**Task details**: Please rewrite the listing from the line containing "of the handheld" through the end of the listing, replacing "evaluation set" with "test set" and keeping everything else the same.

**Entries supplied**:
^^^^^^^^

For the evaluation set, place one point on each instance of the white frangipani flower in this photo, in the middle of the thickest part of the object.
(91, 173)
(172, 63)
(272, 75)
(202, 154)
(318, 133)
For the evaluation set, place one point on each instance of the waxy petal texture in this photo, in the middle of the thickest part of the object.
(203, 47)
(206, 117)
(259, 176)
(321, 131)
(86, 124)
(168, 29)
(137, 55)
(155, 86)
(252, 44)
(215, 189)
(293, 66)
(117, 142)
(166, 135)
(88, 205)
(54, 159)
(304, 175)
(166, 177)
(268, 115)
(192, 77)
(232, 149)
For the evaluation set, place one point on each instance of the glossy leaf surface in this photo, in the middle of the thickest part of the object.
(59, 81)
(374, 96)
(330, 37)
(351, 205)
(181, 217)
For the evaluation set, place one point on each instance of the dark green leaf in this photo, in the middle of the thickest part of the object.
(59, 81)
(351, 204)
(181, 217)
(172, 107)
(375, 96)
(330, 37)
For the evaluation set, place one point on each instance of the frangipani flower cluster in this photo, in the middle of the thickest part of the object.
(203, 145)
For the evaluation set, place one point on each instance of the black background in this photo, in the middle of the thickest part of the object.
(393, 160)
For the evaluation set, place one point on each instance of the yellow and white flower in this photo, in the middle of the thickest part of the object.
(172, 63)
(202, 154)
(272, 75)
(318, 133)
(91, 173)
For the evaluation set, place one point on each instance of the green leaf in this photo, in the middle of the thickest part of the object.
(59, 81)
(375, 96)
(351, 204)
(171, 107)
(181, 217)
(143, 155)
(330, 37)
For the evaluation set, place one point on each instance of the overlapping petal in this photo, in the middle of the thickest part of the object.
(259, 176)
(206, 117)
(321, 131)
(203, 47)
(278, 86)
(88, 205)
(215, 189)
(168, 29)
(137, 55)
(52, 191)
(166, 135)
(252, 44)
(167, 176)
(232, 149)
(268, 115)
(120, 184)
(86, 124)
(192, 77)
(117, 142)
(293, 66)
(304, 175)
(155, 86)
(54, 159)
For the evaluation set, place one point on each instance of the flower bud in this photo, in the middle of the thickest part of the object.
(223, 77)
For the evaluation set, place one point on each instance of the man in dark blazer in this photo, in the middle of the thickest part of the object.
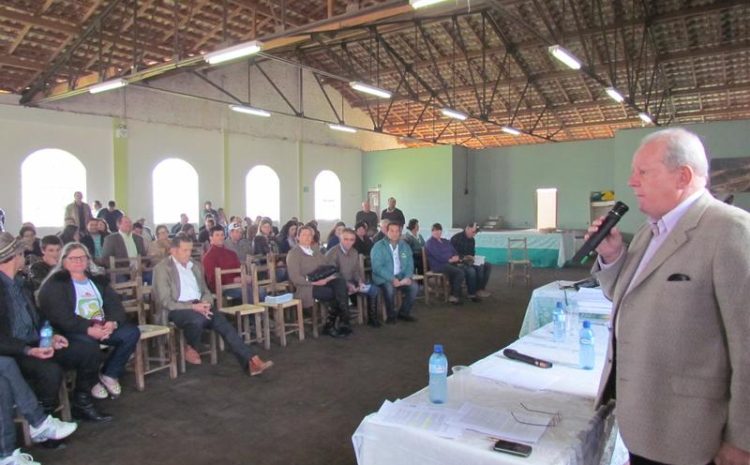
(115, 245)
(679, 355)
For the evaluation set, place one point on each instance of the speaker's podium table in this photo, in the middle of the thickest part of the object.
(501, 386)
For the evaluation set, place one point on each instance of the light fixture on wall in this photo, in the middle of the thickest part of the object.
(368, 89)
(564, 56)
(342, 128)
(250, 110)
(417, 4)
(451, 113)
(232, 53)
(108, 85)
(614, 94)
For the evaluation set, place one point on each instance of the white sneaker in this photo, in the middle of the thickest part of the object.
(19, 458)
(51, 428)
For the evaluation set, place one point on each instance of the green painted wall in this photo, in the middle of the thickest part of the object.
(420, 179)
(505, 180)
(726, 139)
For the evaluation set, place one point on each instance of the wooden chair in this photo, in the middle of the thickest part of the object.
(241, 311)
(518, 256)
(161, 338)
(435, 284)
(124, 269)
(160, 317)
(281, 328)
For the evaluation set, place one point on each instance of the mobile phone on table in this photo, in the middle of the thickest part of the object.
(514, 448)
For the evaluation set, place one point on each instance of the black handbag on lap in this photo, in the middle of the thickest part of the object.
(321, 272)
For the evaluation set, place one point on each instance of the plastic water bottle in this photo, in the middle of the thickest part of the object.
(438, 376)
(45, 335)
(586, 354)
(558, 322)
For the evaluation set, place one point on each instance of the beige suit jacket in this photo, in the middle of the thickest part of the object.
(682, 372)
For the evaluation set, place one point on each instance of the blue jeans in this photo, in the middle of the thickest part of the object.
(123, 340)
(193, 323)
(409, 294)
(15, 391)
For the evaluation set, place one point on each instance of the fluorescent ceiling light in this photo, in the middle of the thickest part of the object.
(342, 128)
(368, 89)
(108, 85)
(454, 114)
(232, 53)
(615, 95)
(250, 110)
(416, 4)
(564, 56)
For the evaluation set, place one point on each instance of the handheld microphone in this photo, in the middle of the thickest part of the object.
(614, 215)
(515, 355)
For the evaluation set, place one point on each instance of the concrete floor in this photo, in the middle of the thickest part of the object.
(305, 409)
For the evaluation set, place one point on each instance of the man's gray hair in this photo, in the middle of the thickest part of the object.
(683, 148)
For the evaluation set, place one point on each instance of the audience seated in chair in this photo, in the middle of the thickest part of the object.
(334, 237)
(346, 258)
(303, 260)
(362, 242)
(443, 258)
(159, 249)
(181, 291)
(414, 238)
(15, 395)
(85, 309)
(178, 227)
(111, 215)
(123, 244)
(392, 270)
(368, 216)
(465, 246)
(238, 244)
(38, 271)
(79, 211)
(287, 239)
(94, 240)
(383, 232)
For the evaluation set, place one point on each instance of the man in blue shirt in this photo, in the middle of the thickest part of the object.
(392, 269)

^^^^^^^^

**Task answer**:
For the test set, place one point on each instance of the handheld microphone in this photo, in the middle of the thickest part of the object.
(614, 215)
(515, 355)
For the test set, place one point on each instance of the concrete floor in this photo, in the middle of the thickest part of the object.
(305, 409)
For the test set, place one point on each instance of the man's gray hair in this photo, in the middle of the thickest part of the object.
(683, 148)
For the test set, place one point on each instance of the audience seated in chair in this photo, in the middle of the thickest part of the object.
(334, 237)
(346, 258)
(303, 260)
(362, 242)
(443, 258)
(159, 249)
(181, 291)
(414, 238)
(15, 395)
(85, 309)
(178, 227)
(111, 215)
(123, 244)
(392, 270)
(368, 216)
(465, 246)
(238, 244)
(38, 271)
(79, 211)
(287, 239)
(94, 240)
(383, 232)
For the test set, place one point on each instance of the man in blue shirt in this photo, in the middle of the thickest part of the object.
(392, 269)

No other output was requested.